» **Instruções dos exercícios**
1. De acordo com o texto sobre a adoção de IA na Malásia, por que se afirma que as funcionalidades baseadas em IA geram monetização real, e não apenas um "efeito novidade"?
2. Reescreva o trecho do texto sobre a adoção de IA na Malásia que se inicia com as palavras "### Confiança e" e se encerra com "sensíveis à privacidade.", trocando "histórico de compras" por "histórico de pedidos".

» **Texto de leitura**
================================

Mais importante sob a ótica de negócios, 55% dos consumidores malaios acreditam que a IA ajuda a tomar decisões de forma mais rápida e com menos esforço mental. Esse nível de confiança sinaliza abertura para aplicações de IA mais autônomas, como agentes inteligentes capazes de executar tarefas com pouca intervenção humana.

Esse grau de prontidão já se traduz em resultados mensuráveis. A receita de aplicativos que destacam recursos de IA cresceu 103% no primeiro semestre de 2025 em comparação com o mesmo período de 2024, evidenciando que funcionalidades baseadas em IA estão gerando monetização real, muito além do “efeito novidade”.

Segundo Ben King, Managing Director do Google na Malásia e em Singapura, o forte engajamento diário com ferramentas de IA generativa por três em cada quatro consumidores digitais está criando uma base sólida para a próxima fase de crescimento impulsionado por IA. Ele reforça que, alinhado à meta do país de se tornar um líder digital regional até 2030, o Google mantém seu compromisso em apoiar a construção de uma economia digital inclusiva, inovadora e preparada para IA.

### Confiança e privacidade: o paradoxo dos dados

Um dos achados mais marcantes do perfil da Malásia na adoção de IA é o alto grau de disposição dos consumidores em compartilhar dados com sistemas e agentes inteligentes. Cerca de 92% dos respondentes afirmaram estar dispostos a fornecer informações como histórico de compras, hábitos de visualização de conteúdo e conexões sociais para sistemas de IA — um nível de conforto significativamente superior ao observado em mercados mais sensíveis à privacidade.

================================

Itens de indicação de objetos nomeados:
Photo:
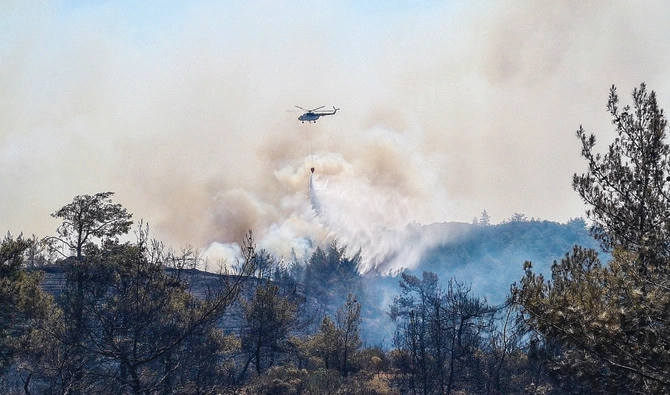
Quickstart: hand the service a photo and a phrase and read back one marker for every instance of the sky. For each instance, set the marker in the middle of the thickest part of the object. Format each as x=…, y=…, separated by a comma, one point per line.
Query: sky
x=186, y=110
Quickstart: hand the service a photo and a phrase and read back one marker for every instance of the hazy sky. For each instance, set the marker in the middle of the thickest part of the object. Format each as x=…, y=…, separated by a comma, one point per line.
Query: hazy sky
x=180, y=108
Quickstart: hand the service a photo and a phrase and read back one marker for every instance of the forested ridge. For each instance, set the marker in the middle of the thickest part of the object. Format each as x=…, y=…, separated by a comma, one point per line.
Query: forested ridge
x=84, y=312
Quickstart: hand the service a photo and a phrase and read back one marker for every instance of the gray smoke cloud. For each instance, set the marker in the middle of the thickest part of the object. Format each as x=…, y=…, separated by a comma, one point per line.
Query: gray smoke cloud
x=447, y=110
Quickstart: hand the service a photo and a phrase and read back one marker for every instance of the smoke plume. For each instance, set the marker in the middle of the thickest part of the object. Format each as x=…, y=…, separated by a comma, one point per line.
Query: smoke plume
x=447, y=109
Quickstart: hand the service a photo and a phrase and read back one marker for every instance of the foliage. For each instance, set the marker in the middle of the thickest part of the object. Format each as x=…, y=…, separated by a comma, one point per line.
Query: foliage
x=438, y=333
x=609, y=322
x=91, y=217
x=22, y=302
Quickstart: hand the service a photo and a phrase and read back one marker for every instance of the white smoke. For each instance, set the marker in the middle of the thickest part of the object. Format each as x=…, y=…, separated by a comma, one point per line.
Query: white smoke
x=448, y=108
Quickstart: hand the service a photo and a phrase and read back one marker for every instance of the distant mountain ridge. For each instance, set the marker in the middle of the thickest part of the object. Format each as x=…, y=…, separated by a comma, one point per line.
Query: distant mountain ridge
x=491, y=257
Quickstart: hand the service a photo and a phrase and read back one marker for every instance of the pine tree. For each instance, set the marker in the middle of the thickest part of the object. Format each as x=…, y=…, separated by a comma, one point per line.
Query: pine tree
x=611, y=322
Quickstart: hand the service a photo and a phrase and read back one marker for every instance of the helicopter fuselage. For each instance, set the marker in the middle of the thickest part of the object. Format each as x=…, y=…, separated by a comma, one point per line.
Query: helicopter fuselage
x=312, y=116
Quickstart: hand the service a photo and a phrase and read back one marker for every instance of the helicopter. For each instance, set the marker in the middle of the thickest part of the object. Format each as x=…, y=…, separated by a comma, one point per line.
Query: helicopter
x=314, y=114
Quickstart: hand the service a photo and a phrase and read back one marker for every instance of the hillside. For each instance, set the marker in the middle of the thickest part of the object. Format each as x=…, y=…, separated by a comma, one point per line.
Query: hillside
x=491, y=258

================================

» **Soluções**
1. Porque a receita de aplicativos que destacam recursos de IA cresceu 103% no primeiro semestre de 2025 em comparação com o mesmo período de 2024.

2.
### Confiança e privacidade: o paradoxo dos dados

Um dos achados mais marcantes do perfil da Malásia na adoção de IA é o alto grau de disposição dos consumidores em compartilhar dados com sistemas e agentes inteligentes. Cerca de 92% dos respondentes afirmaram estar dispostos a fornecer informações como histórico de pedidos, hábitos de visualização de conteúdo e conexões sociais para sistemas de IA — um nível de conforto significativamente superior ao observado em mercados mais sensíveis à privacidade.